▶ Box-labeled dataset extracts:
........
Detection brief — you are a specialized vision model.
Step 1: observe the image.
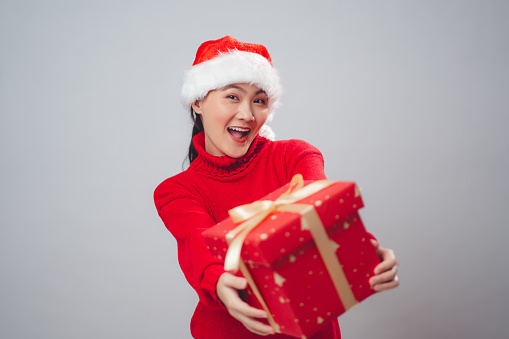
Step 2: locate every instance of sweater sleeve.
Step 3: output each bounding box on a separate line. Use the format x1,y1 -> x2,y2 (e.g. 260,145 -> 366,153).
285,139 -> 326,181
154,180 -> 224,309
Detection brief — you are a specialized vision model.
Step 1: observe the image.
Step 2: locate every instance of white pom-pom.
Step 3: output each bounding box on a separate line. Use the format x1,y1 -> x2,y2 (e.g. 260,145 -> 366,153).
258,125 -> 276,141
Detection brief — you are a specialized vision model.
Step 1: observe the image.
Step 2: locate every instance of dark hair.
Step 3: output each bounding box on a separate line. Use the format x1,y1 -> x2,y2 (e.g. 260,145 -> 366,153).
187,107 -> 203,165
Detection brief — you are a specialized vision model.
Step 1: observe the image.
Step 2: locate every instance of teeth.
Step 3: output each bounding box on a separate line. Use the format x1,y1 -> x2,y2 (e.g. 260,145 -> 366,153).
228,127 -> 250,133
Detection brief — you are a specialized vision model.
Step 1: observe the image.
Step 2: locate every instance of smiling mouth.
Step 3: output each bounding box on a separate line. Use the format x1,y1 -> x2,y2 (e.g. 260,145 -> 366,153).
228,127 -> 251,139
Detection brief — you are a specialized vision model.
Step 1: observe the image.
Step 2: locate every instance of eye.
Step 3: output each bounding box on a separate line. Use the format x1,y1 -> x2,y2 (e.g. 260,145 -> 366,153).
254,98 -> 267,105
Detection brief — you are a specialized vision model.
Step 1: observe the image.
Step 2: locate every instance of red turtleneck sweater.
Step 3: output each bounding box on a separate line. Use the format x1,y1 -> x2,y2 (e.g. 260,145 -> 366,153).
154,132 -> 340,339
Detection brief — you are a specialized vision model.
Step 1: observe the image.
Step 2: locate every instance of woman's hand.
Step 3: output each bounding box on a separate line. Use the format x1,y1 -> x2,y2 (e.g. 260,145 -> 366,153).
369,239 -> 399,292
216,272 -> 275,335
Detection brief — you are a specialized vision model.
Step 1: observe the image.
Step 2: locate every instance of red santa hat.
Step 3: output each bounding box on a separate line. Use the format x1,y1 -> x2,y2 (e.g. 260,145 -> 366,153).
181,35 -> 282,138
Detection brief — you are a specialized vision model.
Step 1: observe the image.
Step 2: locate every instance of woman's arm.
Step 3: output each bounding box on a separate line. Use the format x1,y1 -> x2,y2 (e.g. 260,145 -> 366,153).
154,183 -> 224,309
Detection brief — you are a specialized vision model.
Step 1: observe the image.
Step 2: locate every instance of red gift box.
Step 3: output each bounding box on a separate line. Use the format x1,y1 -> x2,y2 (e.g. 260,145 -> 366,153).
203,177 -> 380,338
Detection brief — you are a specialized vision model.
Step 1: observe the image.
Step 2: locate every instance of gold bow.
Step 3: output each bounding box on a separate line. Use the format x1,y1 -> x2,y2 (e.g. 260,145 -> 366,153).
224,174 -> 335,272
224,174 -> 358,333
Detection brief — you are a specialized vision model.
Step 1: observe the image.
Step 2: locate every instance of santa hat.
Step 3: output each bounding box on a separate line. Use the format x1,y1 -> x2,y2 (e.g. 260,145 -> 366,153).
181,35 -> 282,139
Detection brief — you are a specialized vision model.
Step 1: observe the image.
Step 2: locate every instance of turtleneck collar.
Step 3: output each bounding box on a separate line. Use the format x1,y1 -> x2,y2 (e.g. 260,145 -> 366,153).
189,132 -> 270,177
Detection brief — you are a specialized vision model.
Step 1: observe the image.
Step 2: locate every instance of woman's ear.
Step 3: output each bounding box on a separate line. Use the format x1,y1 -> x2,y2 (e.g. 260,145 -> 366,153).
191,100 -> 202,114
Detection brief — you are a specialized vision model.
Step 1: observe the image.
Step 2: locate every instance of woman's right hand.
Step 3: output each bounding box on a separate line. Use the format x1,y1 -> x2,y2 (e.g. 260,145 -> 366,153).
216,272 -> 275,335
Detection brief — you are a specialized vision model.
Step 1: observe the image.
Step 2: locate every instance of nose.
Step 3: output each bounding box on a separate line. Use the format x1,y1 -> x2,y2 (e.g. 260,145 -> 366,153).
237,105 -> 254,121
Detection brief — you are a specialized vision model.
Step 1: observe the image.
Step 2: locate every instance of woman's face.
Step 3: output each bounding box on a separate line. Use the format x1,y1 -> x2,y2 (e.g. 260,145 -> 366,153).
193,83 -> 269,158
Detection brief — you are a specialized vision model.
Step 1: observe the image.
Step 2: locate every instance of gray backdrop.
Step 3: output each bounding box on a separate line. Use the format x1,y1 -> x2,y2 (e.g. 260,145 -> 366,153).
0,0 -> 509,339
........
Render the lines of the listing above as a numbered list, omitting blank lines and leaving the pictures out of the answer.

▶ Task answer:
1. Detection brief — you are a specialized vision model.
2. Step 1: observe the image.
3. Step 2: locate every instance of sweater sleeve.
4. Step 3: output each bounding box on a separate line. Use the format x1,y1 -> x2,y2 (e.g. 260,145 -> 366,153).
5. 285,139 -> 326,181
6. 154,180 -> 224,309
7. Detection brief — you are a specialized vision model.
8. Step 1: observe the image.
9. Step 2: locate every instance of white pom-pom.
10. Step 3: output each bounding box on a separate line. Use the format x1,y1 -> x2,y2 (e.g. 260,145 -> 366,153).
11. 258,125 -> 276,141
12. Detection brief — you are a specialized vision model.
13. Step 1: observe the image.
14. Step 2: locate every instance of dark hair.
15. Step 3: output each bounding box on a separate line. Use the format x1,y1 -> x2,y2 (e.g. 260,145 -> 366,153).
16. 187,107 -> 203,165
17. Detection brief — you are a specialized vision model.
18. Step 1: observe the image.
19. Step 2: locate every instance of teeth.
20. Step 3: output each bounding box on a separate line. Use the format x1,y1 -> x2,y2 (e.g. 260,145 -> 366,153).
21. 228,127 -> 250,133
22. Detection brief — you are a specialized vision model.
23. Step 1: observe the image.
24. Step 2: locate every instance of smiling mouth.
25. Step 3: output each bounding box on a separate line. Use the format x1,y1 -> x2,y2 (e.g. 260,145 -> 366,153).
26. 228,127 -> 251,139
27. Detection brief — you are a specialized vision model.
28. Step 1: observe the image.
29. Step 2: locate every instance of eye.
30. Step 3: output each bounding box on a separate line. Use the format x1,y1 -> x2,y2 (e.g. 260,145 -> 366,153).
31. 254,98 -> 267,105
32. Detection brief — you are a specialized vision model.
33. Step 1: observe the image.
34. Step 2: locate every instance of red turtleneck sweater.
35. Step 3: output each bounding box on a separate line. Use the format x1,y1 -> x2,y2 (e.g. 260,145 -> 366,153).
36. 154,132 -> 340,339
37. Detection brief — you are a specialized vision model.
38. Step 1: observe the image.
39. Step 2: locate every instance of woman's hand.
40. Step 3: output each bounding box on a separate line. Use the format x1,y1 -> x2,y2 (e.g. 260,145 -> 366,153).
41. 369,239 -> 399,292
42. 216,272 -> 275,335
43. Detection brief — you are a specialized vision model.
44. Step 1: observe the image.
45. Step 2: locate every instance of red santa hat.
46. Step 3: output each bounding box on a separate line. Use the format x1,y1 -> x2,y2 (e.g. 260,145 -> 366,153).
47. 181,35 -> 282,138
48. Detection brief — you are a specialized vision model.
49. Step 1: observe the image.
50. Step 2: locate every instance of woman's arm.
51. Step 3: output each bounding box on a separate line. Use the format x1,y1 -> x2,y2 (e.g. 260,145 -> 366,153).
52. 154,183 -> 224,309
53. Detection brief — you are a specialized vision model.
54. Step 1: observe the image.
55. Step 2: locate every instance of red gift box.
56. Step 3: output each bounding box on a separate line. Use the format x1,y1 -> x2,y2 (e.g. 260,145 -> 366,153).
57. 203,177 -> 380,338
58. Detection brief — you are a specialized vision model.
59. Step 1: observe the image.
60. Step 2: locate every instance of gold bow.
61. Step 3: output each bounding box on a separate line. Use the format x1,y1 -> x2,y2 (e.g. 260,145 -> 366,153).
62. 224,174 -> 335,272
63. 224,174 -> 358,333
64. Detection brief — you are a specialized vision model.
65. Step 1: observe the image.
66. Step 2: locate every instance of santa hat.
67. Step 3: output each bounding box on a separate line. Use the format x1,y1 -> x2,y2 (e.g. 260,145 -> 366,153).
68. 181,35 -> 282,139
69. Detection brief — you are a specialized vision model.
70. Step 1: observe the image.
71. Step 2: locate every instance of turtleneck collar.
72. Step 3: output each bounding box on a separate line. Use the format x1,y1 -> x2,y2 (e.g. 260,145 -> 366,153).
73. 189,132 -> 270,177
74. Detection brief — you are a specialized vision model.
75. Step 1: observe the image.
76. Step 2: locate every instance of woman's ear.
77. Step 3: output each bounding box on a separate line. Use the format x1,y1 -> x2,y2 (e.g. 260,145 -> 366,153).
78. 191,100 -> 202,114
79. Detection brief — you are a specialized vision model.
80. Step 1: observe the image.
81. Step 2: locate every instance of woman's right hand.
82. Step 3: output each bounding box on a separate line. Use the format x1,y1 -> x2,y2 (e.g. 260,145 -> 366,153).
83. 216,272 -> 275,335
84. Detection brief — you are a specialized vision model.
85. Step 1: observe the image.
86. Step 2: locate every instance of nose.
87. Step 3: output each bounding box on a separate line. Use the format x1,y1 -> x2,y2 (e.g. 260,145 -> 366,153).
88. 237,105 -> 254,121
89. Detection brief — you are a specialized vision model.
90. Step 1: observe the image.
91. Step 2: locate every instance of woman's face.
92. Step 3: output each bounding box on a separate line. Use the format x1,y1 -> x2,y2 (e.g. 260,145 -> 366,153).
93. 193,83 -> 269,158
94. Detection brief — you are a specialized vision model.
95. Step 1: observe the image.
96. Step 2: locate every instance of gray backdrop.
97. Step 3: output each bounding box on a separate line. Use the format x1,y1 -> x2,y2 (e.g. 260,145 -> 366,153).
98. 0,0 -> 509,339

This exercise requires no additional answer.